Output all the records word for word. Drop the pictures.
-=-=-
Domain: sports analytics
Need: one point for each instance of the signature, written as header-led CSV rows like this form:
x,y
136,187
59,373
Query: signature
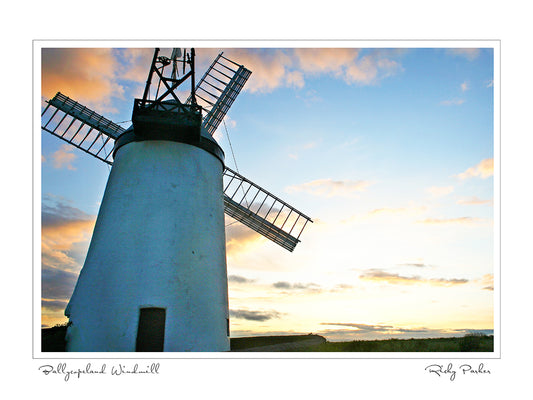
x,y
89,369
464,369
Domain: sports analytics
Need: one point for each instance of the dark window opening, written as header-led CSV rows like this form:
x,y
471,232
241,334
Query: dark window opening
x,y
151,330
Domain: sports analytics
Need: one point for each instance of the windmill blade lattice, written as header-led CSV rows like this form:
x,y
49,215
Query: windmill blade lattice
x,y
261,211
218,89
244,200
81,127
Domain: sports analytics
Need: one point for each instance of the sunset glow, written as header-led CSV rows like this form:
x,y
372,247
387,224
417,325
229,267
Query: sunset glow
x,y
391,152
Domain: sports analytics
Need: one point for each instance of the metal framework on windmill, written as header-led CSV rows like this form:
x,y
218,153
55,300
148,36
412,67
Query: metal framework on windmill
x,y
214,94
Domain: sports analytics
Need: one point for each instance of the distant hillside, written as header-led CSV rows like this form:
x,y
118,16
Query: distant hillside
x,y
53,340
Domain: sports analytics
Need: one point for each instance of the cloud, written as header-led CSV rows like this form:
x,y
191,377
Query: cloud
x,y
452,102
377,275
64,157
484,169
239,237
487,282
468,53
446,221
85,74
274,68
437,191
330,187
239,279
417,265
313,287
254,315
387,210
473,201
359,331
65,235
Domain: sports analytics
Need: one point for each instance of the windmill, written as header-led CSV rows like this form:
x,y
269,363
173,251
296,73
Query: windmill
x,y
155,277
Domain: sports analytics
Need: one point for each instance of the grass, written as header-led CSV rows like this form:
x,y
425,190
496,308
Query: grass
x,y
53,339
467,343
258,341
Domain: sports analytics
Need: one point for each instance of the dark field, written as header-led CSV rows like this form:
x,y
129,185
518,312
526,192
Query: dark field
x,y
53,340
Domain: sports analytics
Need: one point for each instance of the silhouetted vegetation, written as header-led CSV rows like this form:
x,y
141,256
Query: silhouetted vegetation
x,y
53,339
260,341
478,343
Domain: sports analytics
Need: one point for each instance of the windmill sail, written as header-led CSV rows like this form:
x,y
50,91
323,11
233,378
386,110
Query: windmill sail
x,y
261,211
244,200
81,127
218,89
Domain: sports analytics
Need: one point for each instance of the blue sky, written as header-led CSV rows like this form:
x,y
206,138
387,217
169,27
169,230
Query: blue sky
x,y
389,150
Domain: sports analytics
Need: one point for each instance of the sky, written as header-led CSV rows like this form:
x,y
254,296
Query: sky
x,y
391,152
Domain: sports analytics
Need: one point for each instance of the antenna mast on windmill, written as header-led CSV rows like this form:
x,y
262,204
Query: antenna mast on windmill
x,y
155,278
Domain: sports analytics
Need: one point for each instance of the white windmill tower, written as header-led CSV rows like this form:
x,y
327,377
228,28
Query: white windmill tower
x,y
155,277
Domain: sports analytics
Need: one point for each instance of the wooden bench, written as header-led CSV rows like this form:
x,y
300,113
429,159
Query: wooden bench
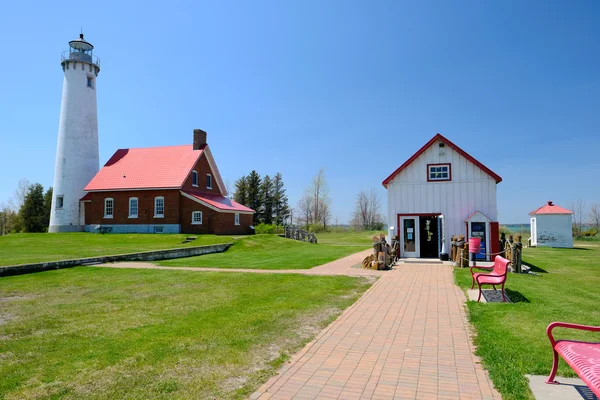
x,y
496,276
582,357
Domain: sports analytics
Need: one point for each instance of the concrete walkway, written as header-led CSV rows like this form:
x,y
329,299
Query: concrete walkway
x,y
406,338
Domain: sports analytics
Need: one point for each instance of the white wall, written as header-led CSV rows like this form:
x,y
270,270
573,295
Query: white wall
x,y
554,230
470,190
77,159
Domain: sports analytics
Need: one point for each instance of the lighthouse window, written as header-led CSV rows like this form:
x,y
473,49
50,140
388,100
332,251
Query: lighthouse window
x,y
159,207
109,207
-=-=-
=== YOUR RESPONSE ===
Domain: sports analytics
Need: one point for each instance of the signature, written as header-led CSV rows like this form:
x,y
136,187
59,373
Query: signature
x,y
89,369
464,369
Domain: sports analytics
Need: one point for each instance of the dark window opening, written as header-led CSV rows like this form:
x,y
471,232
241,334
Query: dark window opening
x,y
151,330
Domain: sports analytics
Need: one point for each instance of the windmill blade lattice, written as header-led CSV rows like this form:
x,y
49,215
Query: windmill blade lattice
x,y
261,211
218,89
244,200
81,127
Domain: sports analytics
Need: one point for each instance of the sunset glow, written as header-led CSV rows like this form:
x,y
372,247
387,224
417,325
229,267
Query: sunset glow
x,y
391,152
Domain: sports analytics
Need: one point for each instance of the metal framework on windmill, written as header-led CSV rows like this form:
x,y
218,153
55,300
148,36
412,67
Query: metal framework on windmill
x,y
214,94
Domain: sports analytics
Need: one point for each instance of the distant hillside, written as header-led CSV rows like this form:
x,y
118,16
Query: distant hillside
x,y
53,340
Domain: sports analytics
Need: one point for each instance of the cloud, written as header-led CSV rows like this form:
x,y
191,377
Query: cloud
x,y
452,102
377,275
64,157
484,169
239,237
487,282
468,53
446,221
85,74
274,68
437,191
330,187
239,279
417,265
313,287
254,315
387,210
473,201
359,331
65,235
Domain: sports analytics
Need: one point for each instance of the windmill, written as header-led CSV rows like this form:
x,y
269,363
173,251
296,73
Query: windmill
x,y
155,277
Domain: sports analytics
Need: one point for each instance of the grass, written as header-led CSV rows like this form:
x,y
425,190
496,308
Query: grass
x,y
53,339
467,343
258,341
Domain: sports analytics
Need: one point for each instance of the dark field, written as header-led CSV rows like this form:
x,y
129,185
518,312
526,192
Query: dark field
x,y
53,340
Domain: sports analytics
Need: one point for each instance of the silhouetted vegetation, written as header-led CSV rows like this form:
x,y
141,256
Query: silhouetted vegetation
x,y
53,339
260,341
478,343
Domain: sports analytics
Need: one point for each instance of the windmill sail, written as header-led CSV rows like this form:
x,y
50,91
323,11
233,378
386,110
Query: windmill sail
x,y
261,211
244,200
81,127
218,89
Domain: sports analytics
Need: one point for each instance of the blue sky, written as header-led CSV rows like this form:
x,y
206,138
387,217
169,27
169,230
Query: blue sky
x,y
389,150
Domain: sports analytics
Need: one point for each instance of the sky, written as header-led CSV rows like this form:
x,y
254,296
Query: sky
x,y
391,152
Domain: sports analytics
Need: one point for each instance of the antenna mast on windmill, written as header-led CSV rows like this form:
x,y
262,204
Query: antenna mast on windmill
x,y
155,278
Domain: sports analytics
Need: one point for each instance of the white windmill tower, written as header-led CSV rows like this form:
x,y
327,377
228,28
Query: white windmill tower
x,y
155,277
Domain: sports analytics
Need: one point for each instance of the wooden bench, written as header-led CSV rows like this form:
x,y
300,113
429,159
Query: wooden bench
x,y
496,276
582,357
Domain: sports analytics
Need: one point for each instance of the concrete walkway, written as header-led CSV rows like this form:
x,y
329,299
Query: concrete walkway
x,y
406,338
Domain: sports analytics
Need: one point for each instance of the white wall, written as header-led CSV rows like this form:
x,y
270,270
573,295
Query: white wall
x,y
554,230
470,190
77,159
Domain: sports analytics
Need: one point for each instance of the lighthouse window, written as header-led CSV rows like this form:
x,y
473,49
50,140
388,100
332,251
Query: lighthouse window
x,y
159,207
109,207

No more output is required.